** Passage provided **

## BEGIN

Much later, former President Mahmoud Ahmadinejad probably encouraged the notion of martyrdom’s importance in politics with rhetoric deemed bizarre. For instance, in 2005 he said that some delegates at the United Nations General Assembly had seen a “halo” around his head. During his 2005-2013 presidency, Iranians joked that Ahmadinejad would always put out an extra plate at his table for the “Mahdi.”

Shia Muslims believe that the Mahdi, born in the ninth century and also known as the Hidden Imam or the Twelfth Imam, is the Prophet Mohammed’s last legitimate successor. They believe that he has gone into occultation—the state of being blocked from view—but will eventually return, much as Christians believe that Jesus Christ will return some day. According to Shia belief, the Hidden Imam will reappear along with Christ and together they will restore peace and justice, saving the world from the chaos into which it would otherwise descend.

The notions of martyrdom and “Mahdism” have led many to extrapolate that the Iranian leadership’s actions are governed by an inherent suicidal tendency and a willingness to cause chaos, even if it’s self-destructive, in order to facilitate the Mahdi’s return. But if one goes beyond the revolutionary rhetoric and examines the Islamic Republic’s actions, one realizes that more often than not, Tehran is driven by national or regime interests, rather than pure ideology and belief. In fact, Iran’s rulers often use ideology as a means, and do not see it as an end. It’s true that the regime sometimes makes decisions that seem irrational to outside observers. But this is not generally due to religious belief but rather to the fact that the regime’s interests and the national interest do not align—for example, Iran and Israel have many common strategic interests, yet Tehran has adopted anti-Israeli rhetoric and policies since the 1979 revolution. This stance may not serve national interests, but it certainly advances the Islamic Republic’s interest in a strong, external-enemy narrative.

The phantom fatwa. None of this is to say that Islam does not play any role in security decision-making in Iran. Most followers of the country’s nuclear affairs are aware of the famous fatwa reportedly issued by Iran’s Supreme Leader Ayatollah Khamenei prohibiting nuclear weapons. But this fatwa, or religious edict, has become a puzzle.

## END

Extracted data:
## BEGIN

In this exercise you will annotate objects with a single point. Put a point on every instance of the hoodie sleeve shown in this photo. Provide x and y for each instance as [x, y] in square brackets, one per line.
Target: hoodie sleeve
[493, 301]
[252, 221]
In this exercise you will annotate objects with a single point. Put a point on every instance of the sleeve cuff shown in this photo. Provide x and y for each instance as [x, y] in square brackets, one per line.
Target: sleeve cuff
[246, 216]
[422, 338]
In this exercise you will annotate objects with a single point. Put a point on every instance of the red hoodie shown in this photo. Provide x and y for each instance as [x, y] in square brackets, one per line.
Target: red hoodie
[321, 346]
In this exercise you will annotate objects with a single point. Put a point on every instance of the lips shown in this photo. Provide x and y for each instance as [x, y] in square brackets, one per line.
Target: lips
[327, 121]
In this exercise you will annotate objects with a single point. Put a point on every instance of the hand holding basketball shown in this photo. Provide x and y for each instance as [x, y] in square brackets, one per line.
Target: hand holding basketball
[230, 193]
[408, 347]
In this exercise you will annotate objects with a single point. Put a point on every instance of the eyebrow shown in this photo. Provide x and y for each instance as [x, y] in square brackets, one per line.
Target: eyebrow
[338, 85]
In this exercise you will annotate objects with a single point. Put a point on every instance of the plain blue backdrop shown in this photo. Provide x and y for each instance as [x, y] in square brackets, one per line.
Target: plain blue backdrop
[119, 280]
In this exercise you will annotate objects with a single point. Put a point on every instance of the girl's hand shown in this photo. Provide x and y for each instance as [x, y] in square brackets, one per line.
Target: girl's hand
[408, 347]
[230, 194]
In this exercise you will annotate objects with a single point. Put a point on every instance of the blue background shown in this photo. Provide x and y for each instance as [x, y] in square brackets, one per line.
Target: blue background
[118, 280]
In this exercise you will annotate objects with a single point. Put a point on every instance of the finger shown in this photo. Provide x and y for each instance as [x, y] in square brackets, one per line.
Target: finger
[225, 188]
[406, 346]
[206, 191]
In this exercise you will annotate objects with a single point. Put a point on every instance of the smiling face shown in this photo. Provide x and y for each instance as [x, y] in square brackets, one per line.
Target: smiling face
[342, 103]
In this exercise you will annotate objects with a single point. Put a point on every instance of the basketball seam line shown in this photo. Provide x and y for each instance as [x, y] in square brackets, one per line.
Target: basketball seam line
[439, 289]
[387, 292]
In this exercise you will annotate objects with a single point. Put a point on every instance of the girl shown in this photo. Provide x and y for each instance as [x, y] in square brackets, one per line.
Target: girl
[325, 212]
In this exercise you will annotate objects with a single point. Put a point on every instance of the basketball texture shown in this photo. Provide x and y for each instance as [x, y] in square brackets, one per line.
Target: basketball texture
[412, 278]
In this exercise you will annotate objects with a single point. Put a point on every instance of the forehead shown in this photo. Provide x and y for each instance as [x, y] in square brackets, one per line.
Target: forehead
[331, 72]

## END

** Instructions to follow **
Reproduce the part of the passage on Iran's leaders and religious belief that opens with the words containing "Shia Muslims believe" and closes with "would otherwise descend.". You won't need the data for any of this.

** Output **
Shia Muslims believe that the Mahdi, born in the ninth century and also known as the Hidden Imam or the Twelfth Imam, is the Prophet Mohammed’s last legitimate successor. They believe that he has gone into occultation—the state of being blocked from view—but will eventually return, much as Christians believe that Jesus Christ will return some day. According to Shia belief, the Hidden Imam will reappear along with Christ and together they will restore peace and justice, saving the world from the chaos into which it would otherwise descend.